Yvonne Busch, a musician who broke barriers as a female jazz musician and later became a music educator and mentor to an impressive list of New Orleans performers, has died. She was 84.
Busch spent 32 years teaching and directing bands in New Orleans public high schools, including George Washington Carver, where she taught for 25 years, according to historian and author Al Kennedy. He profiled Busch in his book on local public school music teachers and their impact on New Orleans music.
Among Busch's students over the years were saxophonist James Rivers, whose music has been featured in several Clint Eastwood films; drummer Herlin Riley, who performs with Wynton Marsalis’ Jazz at Lincoln Center Orchestra; and George Davis and John Boudreaux, who performed with nationally known jazz greats.
“Because of Miss Busch, instead of just being a drummer, now I’m a musician,” said another musician and former student, James Black.
Other former students included Sullivan Dabney, James “Sugarboy” Crawford, Theron Lewis, Porgy Jones and Leonard Smith III, who produced and directed a documentary about Busch’s life.
Busch also taught at Booker T. Washington and Joseph S. Clark high schools in the 1950s. She taught at Carver from 1958 until 1983.
“Through her public school classrooms and band rooms, she created a musical legacy that includes jazz musicians, classical musicians, rhythm & blues performers, and gospel singers,” Kennedy wrote in his book, “Chord Changes on the Chalkboard: How Public School Teachers Shaped Jazz and the Music of New Orleans.”
“She also mentored an impressive list of former student-teachers who learned from watching Yvonne Busch and who are now passing on the music traditions she instilled in them.”
Born and raised in Treme, Busch’s musical career began at an early age. She became a touring professional by the age of 12, after learning several instruments.
She traveled the country as a member of two all-female bands, the International Sweethearts of Rhythm and the Swinging Rays of Rhythm, sponsored by the historic African-American Piney Woods Country Life boarding school in Mississippi.
According to Kennedy, after leaving the Piney Woods School in 1943, Busch returned to New Orleans and completed her high school studies at Gilbert Academy.
She later broke gender barriers when she became the only female in the “all-male” Southern University (Baton Rouge) Jazz Band, and later she joined the Dooky Chase Orchestra before pursuing a career in education.
A funeral Mass will be said at 10 a.m. Saturday at St. David Catholic Church, 5617 St. Claude Ave., New Orleans.
Visitation will begin at 8 a.m. Burial will be at Providence Memorial Park and Mausoleum, 8200 Airline Drive, Metairie. A repast will held in the St. David Hall.
════
## Assignment 1
Beginning at the words "Other former students" and stopping after "1958 until 1983.", return that part of the obituary word for word.
## Assignment 2
For each statement, answer yes or no to whether it agrees with the obituary, and quote the deciding words: (a) Busch taught at George Washington Carver for 25 years; (b) Busch completed her high school studies at the Piney Woods School; (c) Busch was a touring professional by the age of 12.
════
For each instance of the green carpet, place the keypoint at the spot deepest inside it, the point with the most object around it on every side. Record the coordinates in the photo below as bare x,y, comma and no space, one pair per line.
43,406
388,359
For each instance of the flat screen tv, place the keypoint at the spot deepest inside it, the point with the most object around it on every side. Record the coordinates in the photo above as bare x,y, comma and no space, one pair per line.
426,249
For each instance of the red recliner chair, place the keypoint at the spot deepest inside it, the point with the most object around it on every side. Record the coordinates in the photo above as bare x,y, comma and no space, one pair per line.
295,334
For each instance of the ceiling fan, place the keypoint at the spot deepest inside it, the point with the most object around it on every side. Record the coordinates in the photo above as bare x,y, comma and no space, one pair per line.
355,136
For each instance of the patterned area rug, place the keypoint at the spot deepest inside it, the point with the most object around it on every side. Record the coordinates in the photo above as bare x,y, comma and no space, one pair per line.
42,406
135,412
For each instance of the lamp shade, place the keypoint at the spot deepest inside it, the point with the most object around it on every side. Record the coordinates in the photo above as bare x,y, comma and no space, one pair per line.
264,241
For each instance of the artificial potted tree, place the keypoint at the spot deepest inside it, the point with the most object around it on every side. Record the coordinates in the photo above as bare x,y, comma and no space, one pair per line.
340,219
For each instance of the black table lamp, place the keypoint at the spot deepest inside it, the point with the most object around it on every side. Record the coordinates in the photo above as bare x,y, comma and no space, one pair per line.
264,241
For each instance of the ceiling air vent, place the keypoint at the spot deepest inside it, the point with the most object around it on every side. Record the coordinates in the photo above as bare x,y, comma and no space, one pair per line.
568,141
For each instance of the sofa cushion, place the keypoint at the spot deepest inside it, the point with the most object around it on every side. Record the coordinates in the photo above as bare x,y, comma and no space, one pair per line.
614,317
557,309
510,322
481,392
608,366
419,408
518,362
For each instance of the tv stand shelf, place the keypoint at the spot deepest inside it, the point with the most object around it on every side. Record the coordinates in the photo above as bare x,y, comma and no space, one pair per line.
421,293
════
## Answer 1
Other former students included Sullivan Dabney, James “Sugarboy” Crawford, Theron Lewis, Porgy Jones and Leonard Smith III, who produced and directed a documentary about Busch’s life.
Busch also taught at Booker T. Washington and Joseph S. Clark high schools in the 1950s. She taught at Carver from 1958 until 1983.

## Answer 2
(a) Yes: "George Washington Carver, where she taught for 25 years"
(b) No: "after leaving the Piney Woods School in 1943, Busch returned to New Orleans and completed her high school studies at Gilbert Academy"
(c) Yes: "She became a touring professional by the age of 12"